[STATED TASK]: Copy each line of the items that follow without any changes.

(Recorded data)
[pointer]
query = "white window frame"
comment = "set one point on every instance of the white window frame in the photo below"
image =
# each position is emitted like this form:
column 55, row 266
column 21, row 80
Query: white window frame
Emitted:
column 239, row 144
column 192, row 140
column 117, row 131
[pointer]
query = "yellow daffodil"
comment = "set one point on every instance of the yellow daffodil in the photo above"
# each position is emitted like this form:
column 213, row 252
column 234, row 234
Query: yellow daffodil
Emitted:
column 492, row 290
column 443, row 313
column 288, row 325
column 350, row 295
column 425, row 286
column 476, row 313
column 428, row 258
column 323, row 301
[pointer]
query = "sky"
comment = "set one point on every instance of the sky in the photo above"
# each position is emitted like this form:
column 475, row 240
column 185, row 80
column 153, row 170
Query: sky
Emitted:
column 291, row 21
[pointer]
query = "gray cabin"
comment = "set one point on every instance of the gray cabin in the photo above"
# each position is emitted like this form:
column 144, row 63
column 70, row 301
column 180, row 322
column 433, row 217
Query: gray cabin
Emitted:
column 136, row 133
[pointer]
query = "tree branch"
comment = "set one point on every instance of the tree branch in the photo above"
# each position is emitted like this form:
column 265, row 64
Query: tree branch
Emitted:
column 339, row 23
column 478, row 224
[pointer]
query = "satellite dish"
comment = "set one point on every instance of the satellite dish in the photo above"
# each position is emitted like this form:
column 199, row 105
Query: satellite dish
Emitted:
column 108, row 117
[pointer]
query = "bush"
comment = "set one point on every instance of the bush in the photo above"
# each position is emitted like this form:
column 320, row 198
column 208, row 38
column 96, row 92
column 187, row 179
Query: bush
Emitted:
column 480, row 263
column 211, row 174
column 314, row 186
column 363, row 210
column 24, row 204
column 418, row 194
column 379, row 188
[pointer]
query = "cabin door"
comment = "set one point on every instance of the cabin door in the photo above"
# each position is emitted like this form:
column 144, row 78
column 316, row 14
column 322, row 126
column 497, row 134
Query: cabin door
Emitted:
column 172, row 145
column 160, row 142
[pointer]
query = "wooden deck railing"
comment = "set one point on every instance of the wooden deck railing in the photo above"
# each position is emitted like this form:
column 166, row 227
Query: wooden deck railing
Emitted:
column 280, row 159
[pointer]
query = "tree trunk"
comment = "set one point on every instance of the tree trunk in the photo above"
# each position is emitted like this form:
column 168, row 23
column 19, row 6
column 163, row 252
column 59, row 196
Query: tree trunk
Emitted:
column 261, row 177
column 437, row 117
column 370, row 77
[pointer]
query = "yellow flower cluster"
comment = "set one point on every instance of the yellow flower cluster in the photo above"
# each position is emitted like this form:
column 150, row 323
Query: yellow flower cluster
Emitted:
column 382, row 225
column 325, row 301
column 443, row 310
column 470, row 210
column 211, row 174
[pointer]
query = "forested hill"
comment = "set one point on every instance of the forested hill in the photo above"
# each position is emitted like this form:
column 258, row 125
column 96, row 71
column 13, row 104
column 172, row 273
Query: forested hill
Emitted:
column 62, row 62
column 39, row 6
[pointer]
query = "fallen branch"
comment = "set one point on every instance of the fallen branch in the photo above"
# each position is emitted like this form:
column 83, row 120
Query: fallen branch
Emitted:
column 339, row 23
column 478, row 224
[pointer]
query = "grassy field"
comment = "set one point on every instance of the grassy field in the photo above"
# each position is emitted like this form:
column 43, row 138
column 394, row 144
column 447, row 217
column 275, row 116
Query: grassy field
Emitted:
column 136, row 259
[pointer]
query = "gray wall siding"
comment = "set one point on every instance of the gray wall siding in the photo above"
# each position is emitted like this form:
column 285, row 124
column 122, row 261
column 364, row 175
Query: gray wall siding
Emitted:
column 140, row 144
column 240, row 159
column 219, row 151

[ANSWER BELOW]:
[pointer]
query = "white window frame"
comment = "set one point on every instance of the white window frame in the photo below"
image =
# each position is emitted like this form:
column 55, row 266
column 21, row 80
Query: white window frame
Emitted:
column 239, row 144
column 192, row 140
column 117, row 131
[pointer]
query = "yellow daffodil"
comment = "set one point on every instance of the yellow daffodil in the photo above"
# each position is emitted like this form:
column 213, row 252
column 234, row 234
Query: yellow daffodil
Emitted:
column 492, row 290
column 443, row 313
column 288, row 325
column 350, row 295
column 425, row 286
column 476, row 313
column 428, row 258
column 323, row 301
[pointer]
query = "sky"
comment = "set one point on every instance of the sky in the photo above"
# each position is emitted like this form:
column 475, row 240
column 185, row 80
column 153, row 170
Query: sky
Emitted:
column 291, row 21
[pointer]
query = "gray cabin"
comment = "set one point on every instance of the gray cabin in the photo above"
# each position is emitted like this form:
column 144, row 63
column 70, row 301
column 180, row 322
column 433, row 217
Query: gray cabin
Emitted:
column 136, row 133
[pointer]
query = "tree branch"
comment = "set one point on every instance of the tree branch in the photo above"
# each position is emitted like this form:
column 265, row 64
Query: tree branch
Emitted:
column 339, row 23
column 478, row 224
[pointer]
query = "satellite dish"
comment = "set one point on every instance of the satellite dish in the photo above"
# each position is emitted like this form:
column 199, row 105
Query: satellite dish
Emitted:
column 108, row 117
[pointer]
query = "bush"
comment = "set one point on every instance of the bush in the photo above"
# each position is emitted like this form:
column 320, row 198
column 208, row 38
column 96, row 92
column 187, row 179
Query: bush
Emitted:
column 480, row 263
column 211, row 174
column 314, row 186
column 363, row 210
column 24, row 204
column 418, row 194
column 379, row 188
[pointer]
query = "cabin door"
comment = "set one point on every instance of the cabin door in the photo above"
# each position is emitted like this form:
column 144, row 78
column 316, row 14
column 322, row 126
column 497, row 134
Query: cabin door
Emitted:
column 172, row 145
column 160, row 142
[pointer]
query = "wooden deck railing"
comment = "set one point on every instance of the wooden deck railing in the photo above"
# each position is emitted like this form:
column 166, row 227
Query: wooden deck railing
Emitted:
column 280, row 159
[pointer]
query = "tree trunk"
comment = "set one point on every instance of the tree trunk in the photo above"
# each position is emitted like this form:
column 168, row 23
column 19, row 6
column 163, row 252
column 59, row 196
Query: tree trunk
Emitted:
column 261, row 177
column 437, row 117
column 370, row 77
[pointer]
query = "yellow flower cluster"
comment = "set one point on every instance of the yellow flower cluster in the photo above"
# each position is emitted like this form:
column 150, row 323
Query: yellow flower cluster
Emitted:
column 382, row 225
column 325, row 301
column 443, row 310
column 470, row 210
column 211, row 174
[pointer]
query = "forested hill"
comment = "set one point on every instance of the forested hill in the photo above"
# each position is emitted like this form:
column 258, row 125
column 96, row 71
column 13, row 104
column 172, row 273
Query: forested hill
Emitted:
column 62, row 62
column 39, row 6
[pointer]
query = "fallen branch"
comment = "set one point on every instance of the fallen branch in the photo above"
# each position is emitted like this form:
column 83, row 120
Query: fallen branch
Emitted:
column 339, row 23
column 478, row 224
[pointer]
query = "grassy field"
comment = "set one point on every instance of the grassy field in the photo above"
# each position is emitted like this form:
column 43, row 138
column 394, row 144
column 447, row 217
column 275, row 116
Query: grassy field
Emitted:
column 136, row 259
[pointer]
query = "gray wall siding"
comment = "set one point on every instance of the gray wall siding in the photo above"
# each position is emitted like this form:
column 285, row 124
column 122, row 261
column 364, row 175
Query: gray wall siding
Emitted:
column 140, row 144
column 240, row 159
column 219, row 151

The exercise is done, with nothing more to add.